:: Required work ::
1. Answer these questions using the blog post about Cinderella:
(a) What is the post about instead of a passive-aggressive one?
(b) Which character did Richard Madden play before, according to the post?
(c) Who plays the evil stepmother?
2. Duplicate part of the blog post about Cinderella word for word, starting with "So right now, I'm" and going on through "excited about recently.".

If you Keep on Believing...

So right now, I'm rather upset about something. I really wanted to do some kind of vague, passive-aggressive blog post/Facebook post/series of tweets/watch The Hobbit until my anger vanished. But I decided to be above all that and instead post about something I've been super excited about recently.

And that something is Cinderella.

Honest to goodness, if you haven't seen this movie yet, drop everything and go. Right now. I'm not kidding. You can finish reading this later.

Everything about this movie is wonderful and perfect and charming...especially the prince. Boy howdy, is he charming! I mean, look at those eyes...and that smile. Dear Richard Madden never smiled like that when he was Robb Stark (granted, Robb Stark never really had much to smile about). Random fun fact about our lovely Prince Kit. He had a bit of the male-version of the Princess Leia problem (being too...large for his costume and having to be...restrained in a certain way). Maybe you don't find that fun. Oh well. This is my blog.

And the lovely Lily James (aka, the Lady Rose from Downton Abbey) was wonderful as Ella/Cinderella. The casting was all-around perfect, in my opinion. Cate Blanchett as the evil stepmother--I mean, WOW! Helena Bonham-Carter, absolutely brilliant as the Hairy Dogfather...I mean, Fairy Godmother.

Location identification records

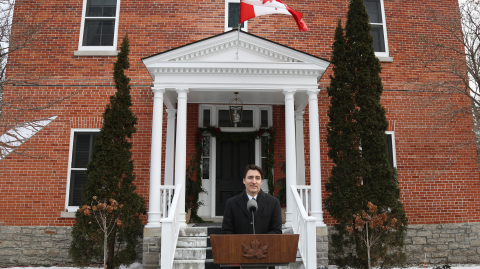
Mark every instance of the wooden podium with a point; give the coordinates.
(254, 250)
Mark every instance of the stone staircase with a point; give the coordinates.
(195, 252)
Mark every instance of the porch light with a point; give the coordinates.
(235, 108)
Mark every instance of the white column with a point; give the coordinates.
(315, 176)
(155, 160)
(291, 161)
(300, 148)
(170, 147)
(181, 149)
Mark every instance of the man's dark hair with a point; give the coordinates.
(252, 167)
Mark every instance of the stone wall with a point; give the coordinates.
(35, 245)
(152, 242)
(38, 245)
(322, 246)
(451, 243)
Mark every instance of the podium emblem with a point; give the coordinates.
(255, 250)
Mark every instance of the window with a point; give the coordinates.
(99, 25)
(232, 12)
(377, 21)
(82, 142)
(389, 136)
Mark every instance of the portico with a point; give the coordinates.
(207, 72)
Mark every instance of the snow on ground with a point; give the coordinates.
(139, 266)
(132, 266)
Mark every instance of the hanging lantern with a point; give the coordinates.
(235, 108)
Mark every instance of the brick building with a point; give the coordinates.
(184, 71)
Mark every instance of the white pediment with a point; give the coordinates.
(224, 47)
(210, 66)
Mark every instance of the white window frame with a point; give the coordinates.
(383, 56)
(245, 29)
(70, 158)
(393, 148)
(98, 50)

:: Exercise responses ::
1.
(a) Cinderella
(b) Robb Stark
(c) Cate Blanchett

2.
So right now, I'm rather upset about something. I really wanted to do some kind of vague, passive-aggressive blog post/Facebook post/series of tweets/watch The Hobbit until my anger vanished. But I decided to be above all that and instead post about something I've been super excited about recently.